- Work order 1: From the biographical passage on Idar Handagard, list every role its opening sentence assigns to him.
- Work order 2: Please extend the biographical passage on Idar Handagard, picking up after its final sentence.

- Document segment:
──────

Norwegian physician and botanist (1874–1959)

Idar Handagard (August 9, 1874 – December 11, 1959) was a Norwegian physician, botanist, Nynorsk campaigner, temperance activist, and government scholar.

Handagard was born in Kristiansund and grew up there and in Bergen. He received a medical degree (cand.med.) in 1905, and in 1907 he received the King's Medal of Merit in gold for a thesis on Norwegian plant names. In the same year, he also received a prize for the first Nynorsk textbook on health education, Mannalikamen og helsa. The book was later republished in many editions.

Handagard's writing and engagement included the Norwegian Landsmål movement (målrørsla), the temperance movement, and a left-wing stance on several social issues. When the Norwegian Writers' Association was founded in 1910, he was elected the association's first chairman. He both admired and wrote about Oscar Nissen, who was leader of both the Norwegian Total Abstinence Society (Det norske Totalavholdsselskap) and the Labor Party.

──────

- Available data:
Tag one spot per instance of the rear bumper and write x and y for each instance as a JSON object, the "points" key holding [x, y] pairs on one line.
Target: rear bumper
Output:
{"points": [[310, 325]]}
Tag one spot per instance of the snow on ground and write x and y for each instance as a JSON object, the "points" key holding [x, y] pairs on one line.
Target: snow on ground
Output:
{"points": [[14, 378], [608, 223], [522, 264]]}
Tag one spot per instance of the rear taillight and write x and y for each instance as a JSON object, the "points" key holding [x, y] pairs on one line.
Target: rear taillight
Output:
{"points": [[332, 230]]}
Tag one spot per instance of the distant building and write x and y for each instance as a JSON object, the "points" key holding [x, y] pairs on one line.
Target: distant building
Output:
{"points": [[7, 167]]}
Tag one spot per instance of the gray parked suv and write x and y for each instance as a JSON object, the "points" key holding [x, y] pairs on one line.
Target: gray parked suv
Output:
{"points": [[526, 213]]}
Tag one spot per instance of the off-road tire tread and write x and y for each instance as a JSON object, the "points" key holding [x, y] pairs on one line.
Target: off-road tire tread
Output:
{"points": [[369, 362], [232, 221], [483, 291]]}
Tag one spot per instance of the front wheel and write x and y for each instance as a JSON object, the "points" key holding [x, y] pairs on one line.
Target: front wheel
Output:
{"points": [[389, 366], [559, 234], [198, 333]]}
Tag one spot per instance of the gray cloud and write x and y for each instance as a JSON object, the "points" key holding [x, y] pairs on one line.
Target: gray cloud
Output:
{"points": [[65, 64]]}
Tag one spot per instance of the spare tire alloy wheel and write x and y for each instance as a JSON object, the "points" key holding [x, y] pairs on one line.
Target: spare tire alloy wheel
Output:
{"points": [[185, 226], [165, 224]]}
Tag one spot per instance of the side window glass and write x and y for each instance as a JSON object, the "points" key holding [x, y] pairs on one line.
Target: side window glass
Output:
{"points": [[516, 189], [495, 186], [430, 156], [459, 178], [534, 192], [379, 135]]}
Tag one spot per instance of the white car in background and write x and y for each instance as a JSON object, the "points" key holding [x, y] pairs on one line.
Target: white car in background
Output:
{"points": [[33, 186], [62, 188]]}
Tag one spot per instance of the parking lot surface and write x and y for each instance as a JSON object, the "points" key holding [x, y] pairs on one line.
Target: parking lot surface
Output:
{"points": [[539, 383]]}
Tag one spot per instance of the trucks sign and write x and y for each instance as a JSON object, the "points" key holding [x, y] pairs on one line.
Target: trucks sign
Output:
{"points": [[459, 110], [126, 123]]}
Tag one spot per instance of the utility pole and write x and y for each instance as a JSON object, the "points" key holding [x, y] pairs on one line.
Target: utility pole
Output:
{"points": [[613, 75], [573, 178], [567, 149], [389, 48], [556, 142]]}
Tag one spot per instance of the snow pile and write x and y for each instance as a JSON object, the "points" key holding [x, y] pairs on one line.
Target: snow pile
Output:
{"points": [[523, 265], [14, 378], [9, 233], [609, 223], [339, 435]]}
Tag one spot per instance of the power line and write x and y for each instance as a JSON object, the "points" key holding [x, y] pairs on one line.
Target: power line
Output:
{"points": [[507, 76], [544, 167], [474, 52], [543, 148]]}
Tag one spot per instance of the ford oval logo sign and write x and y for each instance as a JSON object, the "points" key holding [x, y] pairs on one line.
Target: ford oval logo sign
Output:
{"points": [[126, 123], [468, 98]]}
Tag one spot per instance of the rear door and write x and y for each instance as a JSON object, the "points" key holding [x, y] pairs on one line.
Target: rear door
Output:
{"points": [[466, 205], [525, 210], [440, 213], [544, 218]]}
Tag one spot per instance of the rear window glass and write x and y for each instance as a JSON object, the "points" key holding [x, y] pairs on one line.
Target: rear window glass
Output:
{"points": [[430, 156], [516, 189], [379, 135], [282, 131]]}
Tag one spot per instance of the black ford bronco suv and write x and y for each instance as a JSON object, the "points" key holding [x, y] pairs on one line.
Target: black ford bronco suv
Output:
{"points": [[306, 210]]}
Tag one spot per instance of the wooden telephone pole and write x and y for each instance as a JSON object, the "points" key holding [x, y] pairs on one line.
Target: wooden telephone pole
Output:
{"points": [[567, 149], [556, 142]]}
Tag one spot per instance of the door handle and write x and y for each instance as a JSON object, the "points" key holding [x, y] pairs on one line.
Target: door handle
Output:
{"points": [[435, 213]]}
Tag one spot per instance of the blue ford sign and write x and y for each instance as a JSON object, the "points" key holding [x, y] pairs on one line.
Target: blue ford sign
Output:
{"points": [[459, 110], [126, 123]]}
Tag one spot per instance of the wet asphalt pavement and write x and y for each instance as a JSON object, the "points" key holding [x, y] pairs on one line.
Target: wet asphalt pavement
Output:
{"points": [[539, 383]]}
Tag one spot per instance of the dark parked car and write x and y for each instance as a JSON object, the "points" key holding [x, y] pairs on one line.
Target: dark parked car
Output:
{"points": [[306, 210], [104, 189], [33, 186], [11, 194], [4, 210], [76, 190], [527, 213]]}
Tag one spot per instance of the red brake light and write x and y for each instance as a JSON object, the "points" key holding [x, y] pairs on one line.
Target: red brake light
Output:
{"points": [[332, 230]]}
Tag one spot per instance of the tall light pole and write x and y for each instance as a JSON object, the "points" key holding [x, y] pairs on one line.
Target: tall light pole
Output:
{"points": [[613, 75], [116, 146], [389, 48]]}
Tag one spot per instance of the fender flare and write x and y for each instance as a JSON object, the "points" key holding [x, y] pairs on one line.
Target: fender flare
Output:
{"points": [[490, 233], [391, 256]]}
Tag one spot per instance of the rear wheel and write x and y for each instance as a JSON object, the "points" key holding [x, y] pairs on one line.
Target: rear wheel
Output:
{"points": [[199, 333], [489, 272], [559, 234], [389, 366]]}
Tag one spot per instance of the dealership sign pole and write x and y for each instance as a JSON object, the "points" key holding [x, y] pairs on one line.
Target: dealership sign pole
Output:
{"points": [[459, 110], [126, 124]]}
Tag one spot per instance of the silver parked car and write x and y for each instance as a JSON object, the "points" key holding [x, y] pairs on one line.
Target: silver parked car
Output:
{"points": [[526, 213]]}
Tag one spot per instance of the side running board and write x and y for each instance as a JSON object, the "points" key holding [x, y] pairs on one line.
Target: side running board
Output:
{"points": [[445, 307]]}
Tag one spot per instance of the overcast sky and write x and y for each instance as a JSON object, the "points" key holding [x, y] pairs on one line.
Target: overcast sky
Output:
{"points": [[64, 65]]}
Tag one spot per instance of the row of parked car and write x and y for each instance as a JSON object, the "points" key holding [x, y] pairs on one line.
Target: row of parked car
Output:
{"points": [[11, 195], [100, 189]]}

──────

- Exercise result 1: physician, botanist, Nynorsk campaigner, temperance activist, government scholar

- Exercise result 2:
He never practiced as a physician, but was an active and persistent writer, and he wrote more than 50 books and pamphlets, including Doktorboki (1913) and Vanlege dykdouk (1925), became involved in the Greenland case, and wrote several short biographies of poets in the series Småskrifter for bokvenner about Ivar Aasen, Kristofer Janson, Johan Herman Wessel, and Henrik Wergeland. He also wrote many collections of poems, and several of his poems were set to music. Handagard was long and actively involved in the temperance movement, including through the Student Temperance Association (Studentavholdslaget) in Oslo. His motivation was based on Christian ethics, as well as public and medical grounds. He wrote several articles on the history and pioneers of the temperance movement. Handagard became a government scholar in 1932.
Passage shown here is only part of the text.